Try it.
Lines before the one containing "of the olive" in the records below are to be left out; that line and all after it, through the end, are to be retyped exactly.

Material supplied.

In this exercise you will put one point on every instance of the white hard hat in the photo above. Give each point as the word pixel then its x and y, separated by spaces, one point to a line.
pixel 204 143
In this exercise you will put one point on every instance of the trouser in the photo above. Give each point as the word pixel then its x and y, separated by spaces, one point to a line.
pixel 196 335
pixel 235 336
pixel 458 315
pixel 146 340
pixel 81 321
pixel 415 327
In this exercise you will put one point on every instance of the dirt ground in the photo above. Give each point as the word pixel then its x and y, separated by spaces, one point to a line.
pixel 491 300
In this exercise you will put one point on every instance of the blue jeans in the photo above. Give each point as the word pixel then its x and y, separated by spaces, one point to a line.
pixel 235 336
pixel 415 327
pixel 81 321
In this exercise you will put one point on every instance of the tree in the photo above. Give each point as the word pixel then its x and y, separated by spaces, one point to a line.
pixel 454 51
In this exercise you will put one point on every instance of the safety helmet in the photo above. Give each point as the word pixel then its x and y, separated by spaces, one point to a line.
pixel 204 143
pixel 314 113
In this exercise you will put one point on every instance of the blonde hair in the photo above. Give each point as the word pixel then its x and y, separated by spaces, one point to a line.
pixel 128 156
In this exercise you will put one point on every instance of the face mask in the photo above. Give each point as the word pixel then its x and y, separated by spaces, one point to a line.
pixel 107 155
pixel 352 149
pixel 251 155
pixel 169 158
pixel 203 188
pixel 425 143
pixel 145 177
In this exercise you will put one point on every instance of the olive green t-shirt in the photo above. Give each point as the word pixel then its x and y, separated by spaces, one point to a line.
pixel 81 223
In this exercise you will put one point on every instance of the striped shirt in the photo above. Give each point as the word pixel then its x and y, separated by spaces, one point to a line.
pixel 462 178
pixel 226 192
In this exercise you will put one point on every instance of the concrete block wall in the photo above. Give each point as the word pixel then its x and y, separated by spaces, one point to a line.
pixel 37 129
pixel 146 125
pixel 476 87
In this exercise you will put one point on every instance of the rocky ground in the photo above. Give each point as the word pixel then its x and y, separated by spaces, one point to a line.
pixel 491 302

Answer space.
In this exercise you will put one point on every instance of the olive green t-shirt in the photo above. Give each point as the word pixel then its x and y, separated by spaces, one point to a line.
pixel 81 223
In this exercise you will put one point on every instance of the striped shirt in the photo above. Give each point as the word pixel then its x and y, separated by spaces, one point to a line.
pixel 462 178
pixel 226 192
In this exercise you will put one point on every instance of the concrete block wall in the photo above. Give each point as the word pixel then its x and y, separated by spaces, one point to a line.
pixel 37 129
pixel 146 125
pixel 476 87
In this exercise you will put one point on every instance of the rocky ground in the photo above. Give each point as the word pixel then its x and y, separated by spaces, one point to a line.
pixel 491 302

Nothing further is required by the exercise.